Written task
Output every line of the records below as a numbered list, skipping any blank lines.

Point-based annotation data:

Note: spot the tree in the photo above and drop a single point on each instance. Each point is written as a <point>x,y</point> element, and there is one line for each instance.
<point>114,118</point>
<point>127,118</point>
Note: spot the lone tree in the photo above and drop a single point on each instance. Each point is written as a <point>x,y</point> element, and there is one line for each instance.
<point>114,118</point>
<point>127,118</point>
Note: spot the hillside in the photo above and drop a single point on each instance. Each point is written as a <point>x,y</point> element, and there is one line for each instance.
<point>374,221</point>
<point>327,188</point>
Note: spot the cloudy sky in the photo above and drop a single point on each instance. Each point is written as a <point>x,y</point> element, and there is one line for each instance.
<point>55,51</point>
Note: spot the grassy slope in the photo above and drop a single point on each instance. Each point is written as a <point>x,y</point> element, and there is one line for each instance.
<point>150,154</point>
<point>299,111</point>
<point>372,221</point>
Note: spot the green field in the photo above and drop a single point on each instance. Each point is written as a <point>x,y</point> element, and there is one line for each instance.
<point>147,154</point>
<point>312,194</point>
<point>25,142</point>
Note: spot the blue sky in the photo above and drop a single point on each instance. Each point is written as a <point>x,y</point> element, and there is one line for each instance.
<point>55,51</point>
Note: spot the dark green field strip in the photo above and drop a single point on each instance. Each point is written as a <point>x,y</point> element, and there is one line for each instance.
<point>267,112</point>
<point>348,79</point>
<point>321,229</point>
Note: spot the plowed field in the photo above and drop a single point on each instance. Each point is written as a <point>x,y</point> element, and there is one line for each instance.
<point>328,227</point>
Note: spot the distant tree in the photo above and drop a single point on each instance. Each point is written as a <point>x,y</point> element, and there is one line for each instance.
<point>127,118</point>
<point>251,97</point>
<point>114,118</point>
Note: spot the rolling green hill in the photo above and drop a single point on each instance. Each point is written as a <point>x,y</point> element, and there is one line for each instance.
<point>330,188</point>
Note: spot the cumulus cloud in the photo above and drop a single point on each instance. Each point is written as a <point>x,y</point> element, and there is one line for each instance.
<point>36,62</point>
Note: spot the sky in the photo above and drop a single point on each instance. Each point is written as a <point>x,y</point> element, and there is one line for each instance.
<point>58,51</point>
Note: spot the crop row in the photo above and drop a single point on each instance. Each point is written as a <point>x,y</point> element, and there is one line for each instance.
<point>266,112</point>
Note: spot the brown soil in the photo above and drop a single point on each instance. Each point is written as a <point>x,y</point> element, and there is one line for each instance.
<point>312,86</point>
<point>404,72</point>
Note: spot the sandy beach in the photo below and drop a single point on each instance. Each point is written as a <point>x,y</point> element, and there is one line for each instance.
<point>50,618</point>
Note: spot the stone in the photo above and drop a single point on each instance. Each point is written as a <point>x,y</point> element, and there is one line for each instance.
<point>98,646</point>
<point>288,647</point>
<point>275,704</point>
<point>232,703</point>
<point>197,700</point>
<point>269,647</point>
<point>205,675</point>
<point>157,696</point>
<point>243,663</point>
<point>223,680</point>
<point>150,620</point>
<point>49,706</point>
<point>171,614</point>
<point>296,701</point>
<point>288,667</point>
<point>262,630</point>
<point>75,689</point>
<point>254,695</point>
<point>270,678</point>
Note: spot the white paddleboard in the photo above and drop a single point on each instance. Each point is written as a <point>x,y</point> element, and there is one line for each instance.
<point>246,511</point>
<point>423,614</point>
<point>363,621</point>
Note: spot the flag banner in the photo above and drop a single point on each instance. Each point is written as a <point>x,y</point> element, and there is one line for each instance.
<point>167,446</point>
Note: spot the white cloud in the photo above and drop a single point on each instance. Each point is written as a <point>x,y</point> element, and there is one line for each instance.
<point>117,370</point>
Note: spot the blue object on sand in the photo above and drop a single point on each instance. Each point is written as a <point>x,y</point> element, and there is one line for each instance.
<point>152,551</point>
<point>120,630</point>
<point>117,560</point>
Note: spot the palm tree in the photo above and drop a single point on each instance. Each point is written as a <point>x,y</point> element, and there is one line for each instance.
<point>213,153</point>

Exercise response
1. Note: spot the tree in the photo above and drop a single point on each instance. Each point is written as a <point>x,y</point> element, and there is one line for each instance.
2. <point>114,118</point>
3. <point>127,118</point>
4. Note: spot the lone tree in the photo above and drop a single point on each instance. Each point is written as a <point>x,y</point> element, and there is one line for each instance.
5. <point>114,118</point>
6. <point>127,118</point>
7. Note: spot the hillside in the photo above and drop a single point on each instance. Each point is written as a <point>x,y</point> element, and there is one line for each instance.
8. <point>374,221</point>
9. <point>327,188</point>
10. Note: spot the cloudy sky in the photo above and drop a single point on each instance. Each point is written as a <point>x,y</point> element, and there is one line for each instance.
11. <point>55,51</point>
12. Note: spot the grassy slope in the photo above and drop a single point on each instance. Each point is written as a <point>x,y</point> element, and there is one line for each instance.
13. <point>150,154</point>
14. <point>299,111</point>
15. <point>372,221</point>
16. Note: spot the green field in the photo above and drop a single point on each instance. Each point is written as a <point>x,y</point> element, and there is one line for each instance.
17. <point>147,154</point>
18. <point>312,194</point>
19. <point>25,142</point>
20. Note: spot the blue sky in the photo above and drop a single point on each instance. Each point is written as a <point>x,y</point> element, and there is one line for each instance.
21. <point>55,51</point>
22. Note: spot the dark green field strip in the photo above and drop a single point on each instance. Each point is written as a <point>x,y</point> element, and there is one line for each instance.
23. <point>267,112</point>
24. <point>348,79</point>
25. <point>321,229</point>
26. Note: spot the plowed field in the photo above and drop a single point on each instance. Each point is written as a <point>x,y</point> element, and there is one line for each instance.
27. <point>328,227</point>
28. Note: spot the distant tree in the photo above and drop a single point on each instance. Each point is written as a <point>x,y</point> element, and there is one line for each instance.
29. <point>127,118</point>
30. <point>251,97</point>
31. <point>114,118</point>
32. Note: spot the rolling green hill in the photo above and drop a single point on each instance. Each point is written as a <point>x,y</point> element, and there is one line for each instance.
33. <point>330,188</point>
34. Note: spot the cumulus cloud in the photo above and drop a single point on each instance. Each point is written as a <point>x,y</point> element, and there is one line for each instance.
35. <point>36,62</point>
36. Note: spot the sky in the photo above and drop a single point on each instance. Each point is written as a <point>x,y</point> element, and there is one line for each instance.
37. <point>58,51</point>
38. Note: spot the crop row in the photo above and drop a single point on each instance. Each point is written as a <point>x,y</point> element, and there is one line for each instance.
39. <point>266,112</point>
40. Note: spot the brown soil in the photo above and drop a single point on each instance. Each point is written as a <point>x,y</point> element, and there is one line for each instance.
41. <point>312,86</point>
42. <point>404,72</point>
43. Note: spot the sandy beach in the photo below and drop a single point on each instance. Each point is written as a <point>x,y</point> element, and there is one line for each instance.
44. <point>50,618</point>
45. Note: spot the stone in the photo above and drop a single point on each instance. Each point is written as a <point>x,y</point> element, and there is one line for each instance.
46. <point>98,646</point>
47. <point>288,647</point>
48. <point>275,704</point>
49. <point>232,703</point>
50. <point>197,700</point>
51. <point>269,647</point>
52. <point>205,675</point>
53. <point>157,696</point>
54. <point>243,663</point>
55. <point>223,680</point>
56. <point>150,620</point>
57. <point>49,706</point>
58. <point>171,614</point>
59. <point>296,701</point>
60. <point>288,667</point>
61. <point>262,630</point>
62. <point>75,689</point>
63. <point>254,695</point>
64. <point>270,678</point>
65. Note: spot the white paddleboard in the photo above and drop a single point on each instance. Each point is written as a <point>x,y</point> element, and there is one line for each instance.
66. <point>246,511</point>
67. <point>423,614</point>
68. <point>363,621</point>
69. Note: spot the flag banner in the photo above and drop a single point on each instance. Each point is written as a <point>x,y</point> element, and there is one line for each instance.
70. <point>167,446</point>
71. Note: spot the white cloud in the photo above and drop a single point on each instance. Each point is written as a <point>x,y</point> element, and there is one line for each instance.
72. <point>117,370</point>
73. Note: spot the blue object on sand in the photo above and drop a single point on each instance. Each point is written as a <point>x,y</point> element, and there is one line for each instance.
74. <point>152,551</point>
75. <point>120,630</point>
76. <point>117,560</point>
77. Note: spot the palm tree in the photo above and drop a single point on each instance. Each point is written as a <point>x,y</point> element, and there is one line for each instance.
78. <point>213,153</point>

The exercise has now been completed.